* Challenge
Put every one of the records below into a numbered list, one line per number, with blank lines dropped. Omit the pictures from your list.

* Data shown
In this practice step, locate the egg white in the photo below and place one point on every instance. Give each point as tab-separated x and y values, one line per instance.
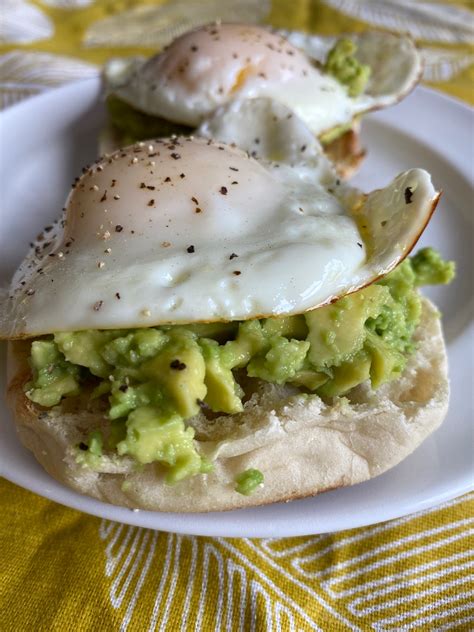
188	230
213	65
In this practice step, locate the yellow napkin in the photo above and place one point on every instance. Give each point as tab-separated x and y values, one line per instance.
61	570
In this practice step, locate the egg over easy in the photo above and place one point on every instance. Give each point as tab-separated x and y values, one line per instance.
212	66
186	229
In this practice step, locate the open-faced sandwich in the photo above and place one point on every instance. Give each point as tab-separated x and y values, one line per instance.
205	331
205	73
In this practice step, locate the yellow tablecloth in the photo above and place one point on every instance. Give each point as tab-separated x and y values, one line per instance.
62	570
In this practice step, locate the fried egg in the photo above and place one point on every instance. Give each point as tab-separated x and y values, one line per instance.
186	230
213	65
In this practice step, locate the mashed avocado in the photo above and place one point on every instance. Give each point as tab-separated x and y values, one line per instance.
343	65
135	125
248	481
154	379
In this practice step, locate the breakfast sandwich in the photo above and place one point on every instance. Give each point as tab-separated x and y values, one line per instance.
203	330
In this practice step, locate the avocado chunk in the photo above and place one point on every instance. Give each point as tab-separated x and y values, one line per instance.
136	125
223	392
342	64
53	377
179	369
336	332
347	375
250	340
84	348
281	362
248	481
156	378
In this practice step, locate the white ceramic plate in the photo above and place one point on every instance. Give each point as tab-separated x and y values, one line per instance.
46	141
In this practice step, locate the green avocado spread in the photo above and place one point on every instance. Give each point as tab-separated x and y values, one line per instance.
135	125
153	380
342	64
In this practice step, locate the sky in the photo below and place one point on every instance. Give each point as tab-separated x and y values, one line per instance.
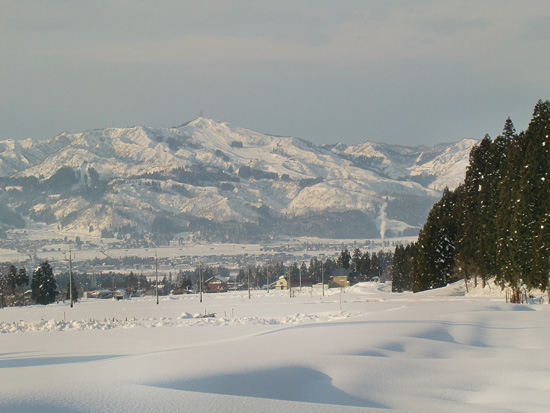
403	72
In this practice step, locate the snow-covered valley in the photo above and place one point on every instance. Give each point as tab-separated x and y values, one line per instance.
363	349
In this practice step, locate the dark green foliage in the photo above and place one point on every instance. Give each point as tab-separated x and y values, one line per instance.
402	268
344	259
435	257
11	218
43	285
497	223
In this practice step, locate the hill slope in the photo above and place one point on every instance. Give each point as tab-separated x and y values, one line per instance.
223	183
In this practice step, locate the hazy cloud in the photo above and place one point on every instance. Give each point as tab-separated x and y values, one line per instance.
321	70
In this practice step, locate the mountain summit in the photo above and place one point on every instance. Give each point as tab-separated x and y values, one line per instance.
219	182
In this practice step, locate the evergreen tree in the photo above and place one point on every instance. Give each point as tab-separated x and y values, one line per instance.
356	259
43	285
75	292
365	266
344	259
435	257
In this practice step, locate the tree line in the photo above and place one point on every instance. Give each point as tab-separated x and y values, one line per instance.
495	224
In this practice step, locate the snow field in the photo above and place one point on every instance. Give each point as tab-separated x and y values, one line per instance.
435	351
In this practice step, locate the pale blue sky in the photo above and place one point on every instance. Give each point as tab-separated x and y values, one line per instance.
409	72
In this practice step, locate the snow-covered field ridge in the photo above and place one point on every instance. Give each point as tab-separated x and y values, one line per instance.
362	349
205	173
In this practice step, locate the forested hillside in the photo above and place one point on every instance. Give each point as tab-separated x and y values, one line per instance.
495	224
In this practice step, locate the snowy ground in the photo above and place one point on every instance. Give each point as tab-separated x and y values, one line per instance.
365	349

* Complete response
1. In this practice step, locate the egg white in the photo below and place one point on every instance. Give each point as tab-separated x and y values, one line per instance.
2. 188	230
3. 213	65
4. In this practice step, locate the yellow napkin in the photo above and place one point on every instance. Give each point as tab-separated x and y values, one line per instance.
5. 61	570
6. In this practice step, locate the egg over easy in the photo above and place one point on every instance. Give each point as tab-separated x and y values, one line per instance.
7. 212	66
8. 186	229
9. In this practice step, locate the open-faced sandwich in the photo above and place one point on every instance. Give each point as tab-separated x and y values, one line per instance.
10. 205	331
11. 205	73
12. In this practice step, locate the yellow tablecloth in the photo above and place one point on every instance. Give each point as tab-separated x and y values, one line per instance.
13. 62	570
14. In this practice step, locate the fried egg in the photo above and place one point on every instance. Give each point as tab-separated x and y values, one line per instance.
15. 186	230
16. 213	65
17. In this practice step, locate the mashed avocado in the photo above and place one point on every instance. Give each point as tab-separated x and y values, one line per instance.
18. 343	65
19. 135	125
20. 248	481
21. 154	379
22. In this practice step, locate the breakfast sandwich in the photo above and place one point on every instance. Give each point as tab-separated x and y values, one line per instance.
23. 203	330
24. In this practice step, locate the avocado chunk in the photo above and place one point on every instance. Give each point as tab-separated x and y values, one line per instance.
25. 136	125
26. 223	392
27. 342	64
28. 53	377
29. 179	369
30. 336	332
31. 347	375
32. 250	340
33. 84	348
34. 281	362
35. 248	481
36. 156	378
37. In this practice step, locate the white ceramic plate in the photo above and place one point on every instance. Give each point as tab-separated x and y values, one line per instance.
38. 46	141
39. In this practice step, locate the green avocado spread in the photo above and place one point on every instance. Give each point as tab-separated x and y values, one line per instance.
40. 135	125
41. 153	380
42. 342	64
43. In this practice step, locate the sky in the photo below and place one point on every instance. Give each point as tab-separated x and y values, one line per instance.
44. 403	72
45. In this practice step, locate the snow-covered valley in the photo above and place one point on every instance. Give each point as tab-separated x and y values, one line per instance.
46. 363	349
47. In this practice step, locate the dark green foliage in the photo above and place one point on every instance. Give each point as tab-separated x and y values, one line per instance.
48. 402	268
49. 344	259
50. 435	257
51. 11	218
52. 43	285
53. 497	223
54. In this practice step, locate the hill slope in the photo above and place one point on every instance. Give each point as tab-separated x and y values, one line per instance.
55. 223	183
56. In this practice step, locate the hazy cloud in the photo above and place one point on every instance. Give each point as tab-separated x and y values, one line per instance.
57. 321	70
58. In this practice step, locate the mountain summit in the photo above and place one point on every instance. Give each point as tab-separated x and y values, one line per instance.
59. 219	182
60. In this practice step, locate the evergreen tree in the photo above and place one point on every instance. Give each point as tab-separated x and y values, one line per instance.
61. 356	259
62. 43	285
63. 75	292
64. 365	266
65. 344	259
66. 435	257
67. In this practice step, locate the tree line in the photo above and place one point on every instance. Give each point as tab-separated x and y values, one line per instance.
68. 495	224
69. In this practice step, locate the snow field in the photo above and place one point on every instance. Give each point as tab-separated x and y values, one line per instance.
70. 435	351
71. In this practice step, locate the pale blue sky in the photo above and place one point on every instance. Give each point as tab-separated x and y values, one line per instance.
72. 409	72
73. In this practice step, locate the snow-covered field ridge in the photo above and place one point on every instance. Give each point as tab-separated x and y values, one line per instance.
74. 362	349
75. 205	173
76. In this practice step, locate the forested hillside in the photo above and place one point on every instance. Give each point as tab-separated x and y values, one line per instance.
77. 495	224
78. In this practice step, locate the snowy ground in the photo above and place one point on every instance. Give each point as tab-separated x and y values, one line per instance.
79. 365	349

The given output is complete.